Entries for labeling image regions
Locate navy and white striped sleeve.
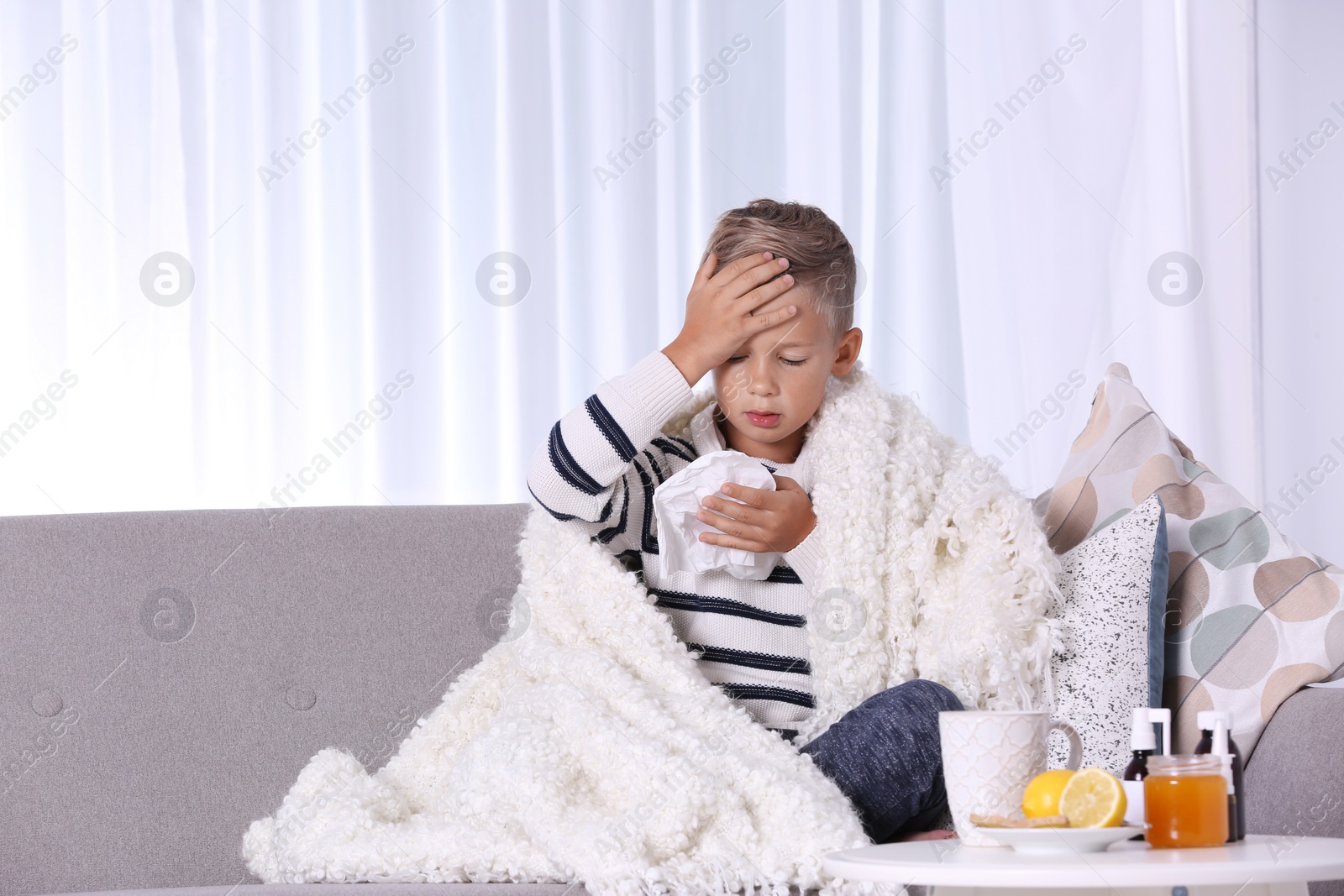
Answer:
[527,351,690,552]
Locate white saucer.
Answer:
[976,825,1147,853]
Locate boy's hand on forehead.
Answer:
[663,253,797,385]
[695,475,817,553]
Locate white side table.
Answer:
[825,836,1344,896]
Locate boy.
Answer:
[528,199,961,841]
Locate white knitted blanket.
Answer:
[242,364,1058,896]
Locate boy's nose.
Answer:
[748,364,775,398]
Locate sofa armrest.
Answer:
[1246,688,1344,896]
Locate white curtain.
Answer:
[0,0,969,513]
[0,0,1340,561]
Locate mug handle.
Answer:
[1050,719,1084,771]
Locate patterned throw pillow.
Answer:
[1037,364,1344,757]
[1048,495,1166,775]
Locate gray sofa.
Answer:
[0,504,1344,896]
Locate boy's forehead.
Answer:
[744,291,828,349]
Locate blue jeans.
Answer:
[801,679,963,844]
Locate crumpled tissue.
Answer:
[654,451,782,582]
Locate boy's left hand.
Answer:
[695,475,817,553]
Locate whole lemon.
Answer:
[1021,768,1074,818]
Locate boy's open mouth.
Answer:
[746,411,780,428]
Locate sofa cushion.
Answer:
[0,504,527,896]
[1037,364,1344,755]
[1048,495,1167,775]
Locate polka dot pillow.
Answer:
[1037,364,1344,757]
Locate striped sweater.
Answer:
[527,351,822,739]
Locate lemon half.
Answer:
[1059,767,1125,827]
[1021,768,1074,818]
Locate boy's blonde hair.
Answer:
[701,199,858,340]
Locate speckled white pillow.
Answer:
[1048,495,1167,775]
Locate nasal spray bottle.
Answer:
[1199,710,1246,844]
[1121,706,1172,840]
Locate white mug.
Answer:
[938,710,1084,846]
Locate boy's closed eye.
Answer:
[727,354,808,367]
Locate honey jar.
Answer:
[1144,753,1227,849]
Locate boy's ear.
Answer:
[831,327,863,376]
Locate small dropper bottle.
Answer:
[1121,706,1158,825]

TASK
Reproduce all of the rows above word for word, leaving out the picture.

SOLUTION TO THE PROBLEM
Locate navy and white striped sleeve.
Answer:
[527,351,690,552]
Locate white saucer.
Answer:
[976,825,1147,853]
Locate boy's hand on forehead.
Answer:
[663,253,797,385]
[695,475,817,553]
Locate white side table.
Answer:
[825,836,1344,896]
Locate boy.
Answer:
[528,199,961,841]
Locate white knitted blanket.
Answer:
[242,364,1058,896]
Locate boy's nose.
Answer:
[748,364,775,398]
Locate sofa armrest.
Answer:
[1246,688,1344,896]
Locate white curtain.
Answer:
[0,0,969,513]
[0,0,1340,561]
Locate mug handle.
Answer:
[1050,719,1084,771]
Locate patterned throw pillow.
Answer:
[1037,364,1344,757]
[1048,495,1166,775]
Locate gray sofa.
Answer:
[0,504,1344,896]
Locate boy's forehead.
Answer:
[744,291,828,349]
Locate blue jeans.
Answer:
[801,679,963,844]
Locate crumpled tissue.
Answer:
[654,451,782,582]
Locate boy's left hand.
Answer:
[695,475,817,553]
Locate whole lemon.
Answer:
[1021,768,1074,818]
Locate boy's open mouth.
Answer:
[746,411,780,428]
Locate sofa cushion.
Answer:
[0,504,527,896]
[1037,364,1344,755]
[1048,495,1167,775]
Locate polka dot pillow.
Answer:
[1037,364,1344,757]
Locate striped sweater.
Answer:
[527,351,822,739]
Locate lemon half.
Answer:
[1059,767,1125,827]
[1021,768,1074,818]
Locate boy's blonde hair.
Answer:
[701,199,858,340]
Locate speckled white pillow.
Answer:
[1048,495,1167,775]
Locate nasal spray bottle.
Answer:
[1199,710,1246,844]
[1121,706,1172,840]
Locate white mug.
Answer:
[938,710,1084,846]
Locate boy's closed eye.
Answer:
[727,354,808,367]
Locate honey jar.
Answer:
[1144,753,1227,849]
Locate boy's ear.
Answer:
[831,327,863,376]
Locate small dropper bottle.
Answer:
[1121,706,1158,825]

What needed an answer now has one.